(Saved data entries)
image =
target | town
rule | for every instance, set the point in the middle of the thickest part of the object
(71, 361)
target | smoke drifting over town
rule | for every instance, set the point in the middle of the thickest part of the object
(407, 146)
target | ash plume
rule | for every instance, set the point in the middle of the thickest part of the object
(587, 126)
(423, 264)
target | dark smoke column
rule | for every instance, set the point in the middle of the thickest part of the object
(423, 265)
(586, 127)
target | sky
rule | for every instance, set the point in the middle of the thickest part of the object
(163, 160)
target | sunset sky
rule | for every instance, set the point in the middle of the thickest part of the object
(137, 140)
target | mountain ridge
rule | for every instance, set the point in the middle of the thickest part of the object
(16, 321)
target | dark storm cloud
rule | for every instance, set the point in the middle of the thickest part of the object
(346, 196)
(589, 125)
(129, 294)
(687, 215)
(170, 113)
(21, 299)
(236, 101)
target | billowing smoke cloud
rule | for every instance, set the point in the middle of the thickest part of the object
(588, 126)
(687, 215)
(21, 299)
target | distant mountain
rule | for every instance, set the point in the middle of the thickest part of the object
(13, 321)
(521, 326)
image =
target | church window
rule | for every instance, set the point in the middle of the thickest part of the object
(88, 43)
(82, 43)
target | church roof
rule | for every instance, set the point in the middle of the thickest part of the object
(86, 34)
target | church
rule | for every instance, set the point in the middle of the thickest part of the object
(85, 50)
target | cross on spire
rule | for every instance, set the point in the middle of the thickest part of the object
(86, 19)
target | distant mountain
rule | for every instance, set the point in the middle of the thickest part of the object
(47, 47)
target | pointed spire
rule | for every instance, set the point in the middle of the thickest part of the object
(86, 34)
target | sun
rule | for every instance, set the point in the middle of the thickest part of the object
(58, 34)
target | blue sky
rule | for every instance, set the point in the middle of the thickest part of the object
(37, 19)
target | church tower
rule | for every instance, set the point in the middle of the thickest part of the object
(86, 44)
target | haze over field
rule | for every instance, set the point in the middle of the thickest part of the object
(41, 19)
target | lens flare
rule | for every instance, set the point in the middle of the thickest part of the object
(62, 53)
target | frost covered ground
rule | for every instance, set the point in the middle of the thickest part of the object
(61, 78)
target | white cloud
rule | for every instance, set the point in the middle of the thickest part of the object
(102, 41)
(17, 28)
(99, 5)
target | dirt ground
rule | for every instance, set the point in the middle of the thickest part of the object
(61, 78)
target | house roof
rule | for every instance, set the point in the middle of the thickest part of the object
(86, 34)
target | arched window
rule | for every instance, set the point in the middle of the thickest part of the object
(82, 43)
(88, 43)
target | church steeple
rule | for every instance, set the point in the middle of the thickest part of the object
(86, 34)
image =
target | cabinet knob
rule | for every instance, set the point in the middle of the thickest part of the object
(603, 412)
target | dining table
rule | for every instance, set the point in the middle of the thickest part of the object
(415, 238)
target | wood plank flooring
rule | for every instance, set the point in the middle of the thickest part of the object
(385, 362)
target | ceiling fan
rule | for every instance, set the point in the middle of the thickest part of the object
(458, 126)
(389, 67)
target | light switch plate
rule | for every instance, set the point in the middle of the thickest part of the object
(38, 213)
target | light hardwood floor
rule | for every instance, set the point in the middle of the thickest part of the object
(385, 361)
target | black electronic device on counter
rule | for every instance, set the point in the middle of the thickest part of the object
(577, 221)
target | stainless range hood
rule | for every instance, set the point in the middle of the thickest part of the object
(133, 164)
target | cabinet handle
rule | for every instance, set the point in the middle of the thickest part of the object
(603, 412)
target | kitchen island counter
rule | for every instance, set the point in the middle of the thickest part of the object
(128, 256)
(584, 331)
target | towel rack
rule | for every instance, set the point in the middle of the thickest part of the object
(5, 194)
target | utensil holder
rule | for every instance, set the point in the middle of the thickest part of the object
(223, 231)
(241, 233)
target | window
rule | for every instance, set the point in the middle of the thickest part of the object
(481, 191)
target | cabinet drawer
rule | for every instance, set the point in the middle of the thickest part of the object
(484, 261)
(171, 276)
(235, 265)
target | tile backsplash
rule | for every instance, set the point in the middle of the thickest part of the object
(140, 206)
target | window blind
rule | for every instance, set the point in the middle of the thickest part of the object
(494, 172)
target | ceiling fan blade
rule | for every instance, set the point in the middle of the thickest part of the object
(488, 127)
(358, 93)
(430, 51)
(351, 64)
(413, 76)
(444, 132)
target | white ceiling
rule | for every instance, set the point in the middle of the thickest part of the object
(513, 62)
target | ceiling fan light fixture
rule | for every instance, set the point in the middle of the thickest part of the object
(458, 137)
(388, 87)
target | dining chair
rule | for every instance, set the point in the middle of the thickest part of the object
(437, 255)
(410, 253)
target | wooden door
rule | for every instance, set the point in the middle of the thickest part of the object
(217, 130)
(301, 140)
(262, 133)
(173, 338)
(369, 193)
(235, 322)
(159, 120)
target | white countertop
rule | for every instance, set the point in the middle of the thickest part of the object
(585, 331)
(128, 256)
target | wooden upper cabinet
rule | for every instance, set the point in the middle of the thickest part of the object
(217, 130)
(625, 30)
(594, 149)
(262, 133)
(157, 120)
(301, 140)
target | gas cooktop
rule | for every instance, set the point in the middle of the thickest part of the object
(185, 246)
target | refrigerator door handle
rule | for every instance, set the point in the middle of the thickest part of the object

Assignment. Copy out, in full, each line above that has the word "cabinet" in it.

The answer.
target | cabinet knob
target | cabinet handle
target | cabinet drawer
target | wooden upper cabinet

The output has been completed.